**Short exercise a:**
Copy out the passage on comparatives starting at "b is as F as" and ending at "the following argument.".

::: Selection :::

We might then view the word "more" as a kind of operator that turns any one‑place predicate into an irreflexive relation, since "a is more (of an) F than a" is always necessarily false.[3] It can also be shown that the "more F" relation is always transitive and asymmetric, since "a is more F than b, b is more F than c, and c is more F than a", and "a is more F than b, and b is more F than a", are also always necessarily false, for all normal substitutions of a, b, c, and F.  Alternatively put, the "more F" relation is transitive because the argument

 

                      a is more F than b

                      b is more F than c

                      Therefore, a is more F than c

 

is always valid, and asymmetric because the argument

 

                      a is more F than b

                      Therefore, b is not more F than a

 

is always valid.

            The algebraic properties of "less", applied to predicates, are just the same as those of "more".  "At least" and "at most" each turn predicates into relations which are reflexive and transitive.  "As" works reflexively, symmetrically, and transitively - any predicate becomes an equivalence relation.  In addition, various entailments can be shown to obtain among appropriate instantiations of the five different types of comparison.  For example,

 

                        a is more F than b

                        Therefore, b is less F than a

 

is always valid.  So are

 

                        b is less F than a

                        Therefore, a is at least as F as b,

and

                        a is more F than b

                        b is as F as c

                        c is at least as F as d

                        Therefore, d is at most as F as a.

 

We can also look at the entailments which occur between comparisons and other, non‑comparative sentences that contain the same non‑logical terms.  Consider the following argument.

 

            (9)  Frank is more sincere than Suzanne.

                              Suzanne is sincere.

                              Therefore, Frank is sincere.

 

This argument is plainly valid.  But the usual scheme of translation would symbolize the argument in the form:           

                        Fab

                        Gb

                        \Ga       

 

which is plainly not valid.  Therefore, again, the usual scheme does not adequately represent the logical form of these sentences.

Someone could still object that such an argument really is not formally valid, that it is not just the logical forms of its premises and conclusions, but also the particular meanings of the terms "sincere" and "more sincere", that make it appear to be valid.  But again, any argument of the same form:

 

                        a is more F than b

                        b is F

                        Therefore, a is F

 

will be a valid one, regardless of what predicate F stands for.

We need, then, a new formal analysis of comparisons – one which accounts for the essential algebraic properties of comparative expressions, and also for the entailments which hold among comparisons, and between comparisons and other sentences.

 

Comparisons are molecular sentences.

:::

**Short exercise b:**
Rescale the records starting at the line containing "Exercise. Spot the man in" and ending at the end of the records. Give these lines again with the requests included, multiply every point coordinate in the answers by 0.95, round each result to a whole number with halves rounded up, and leave the pictures out.

::: Input material :::

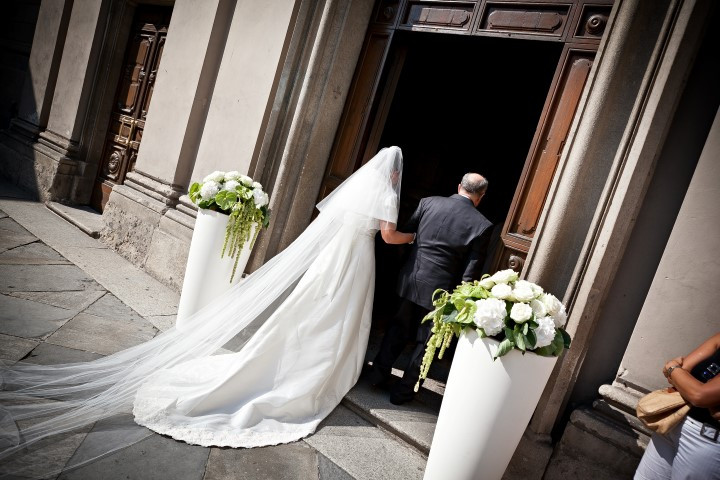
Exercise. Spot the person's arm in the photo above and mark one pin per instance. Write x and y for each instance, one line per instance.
(390, 234)
(704, 395)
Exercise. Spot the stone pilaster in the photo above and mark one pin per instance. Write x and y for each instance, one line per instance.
(315, 81)
(632, 94)
(141, 220)
(16, 144)
(245, 83)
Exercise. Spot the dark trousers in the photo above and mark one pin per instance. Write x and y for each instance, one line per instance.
(405, 327)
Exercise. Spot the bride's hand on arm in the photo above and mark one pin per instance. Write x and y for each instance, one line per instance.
(392, 236)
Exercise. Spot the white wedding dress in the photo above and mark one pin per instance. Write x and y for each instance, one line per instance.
(291, 374)
(317, 299)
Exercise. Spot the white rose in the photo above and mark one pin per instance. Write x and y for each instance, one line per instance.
(545, 333)
(489, 315)
(521, 312)
(504, 276)
(230, 185)
(501, 290)
(552, 304)
(216, 176)
(487, 283)
(261, 199)
(209, 189)
(560, 317)
(523, 292)
(538, 308)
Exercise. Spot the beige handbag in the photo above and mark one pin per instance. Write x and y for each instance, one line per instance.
(661, 410)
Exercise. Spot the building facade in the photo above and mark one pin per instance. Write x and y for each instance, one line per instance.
(595, 121)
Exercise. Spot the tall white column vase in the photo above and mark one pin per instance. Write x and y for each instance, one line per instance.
(485, 409)
(207, 276)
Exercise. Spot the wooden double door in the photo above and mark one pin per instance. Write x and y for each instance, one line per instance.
(484, 86)
(132, 99)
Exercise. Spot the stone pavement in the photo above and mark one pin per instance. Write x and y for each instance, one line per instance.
(65, 297)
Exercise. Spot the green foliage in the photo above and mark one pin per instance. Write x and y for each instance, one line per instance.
(454, 312)
(239, 205)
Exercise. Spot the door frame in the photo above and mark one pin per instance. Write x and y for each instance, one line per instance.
(117, 26)
(579, 26)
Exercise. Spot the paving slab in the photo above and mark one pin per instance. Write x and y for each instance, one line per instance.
(363, 451)
(132, 286)
(45, 458)
(44, 278)
(162, 322)
(85, 218)
(111, 307)
(36, 253)
(14, 348)
(46, 225)
(327, 470)
(156, 457)
(12, 235)
(102, 335)
(108, 437)
(295, 461)
(48, 354)
(28, 319)
(76, 301)
(414, 421)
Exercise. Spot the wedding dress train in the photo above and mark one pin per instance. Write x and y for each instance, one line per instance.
(188, 383)
(290, 375)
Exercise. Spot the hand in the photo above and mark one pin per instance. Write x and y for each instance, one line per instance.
(715, 412)
(675, 362)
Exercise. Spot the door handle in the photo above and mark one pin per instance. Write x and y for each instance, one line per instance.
(130, 123)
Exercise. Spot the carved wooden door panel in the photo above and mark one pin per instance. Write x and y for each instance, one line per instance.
(132, 101)
(355, 125)
(547, 147)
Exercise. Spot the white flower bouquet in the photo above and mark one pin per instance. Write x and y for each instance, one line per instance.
(516, 313)
(239, 197)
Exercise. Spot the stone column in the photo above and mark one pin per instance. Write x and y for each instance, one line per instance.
(16, 145)
(43, 66)
(176, 121)
(59, 144)
(680, 310)
(244, 88)
(245, 85)
(601, 180)
(295, 152)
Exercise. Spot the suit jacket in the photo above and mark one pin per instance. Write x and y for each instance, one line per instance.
(451, 244)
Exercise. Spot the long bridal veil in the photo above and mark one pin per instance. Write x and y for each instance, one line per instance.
(43, 405)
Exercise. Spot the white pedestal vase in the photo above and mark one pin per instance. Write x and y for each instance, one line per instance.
(207, 276)
(485, 409)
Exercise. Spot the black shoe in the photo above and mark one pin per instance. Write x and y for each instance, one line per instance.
(374, 377)
(399, 398)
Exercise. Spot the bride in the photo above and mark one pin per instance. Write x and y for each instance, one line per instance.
(314, 301)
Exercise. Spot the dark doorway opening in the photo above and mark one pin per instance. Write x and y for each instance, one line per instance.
(460, 104)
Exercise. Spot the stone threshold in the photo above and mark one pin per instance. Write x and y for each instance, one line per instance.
(84, 218)
(412, 423)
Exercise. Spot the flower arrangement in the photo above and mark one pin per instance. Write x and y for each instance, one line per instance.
(241, 198)
(517, 313)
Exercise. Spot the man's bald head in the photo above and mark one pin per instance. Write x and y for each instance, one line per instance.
(473, 186)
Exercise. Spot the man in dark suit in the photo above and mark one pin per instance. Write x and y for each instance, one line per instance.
(450, 246)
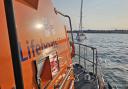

:::

**Correct answer a:**
b is as F as c

                        c is at least as F as d

                        Therefore, d is at most as F as a.

 

We can also look at the entailments which occur between comparisons and other, non‑comparative sentences that contain the same non‑logical terms.  Consider the following argument.

**Correct answer b:**
Exercise. Spot the man in dark suit in the photo above and mark one pin per instance. Write x and y for each instance, one line per instance.
(428, 234)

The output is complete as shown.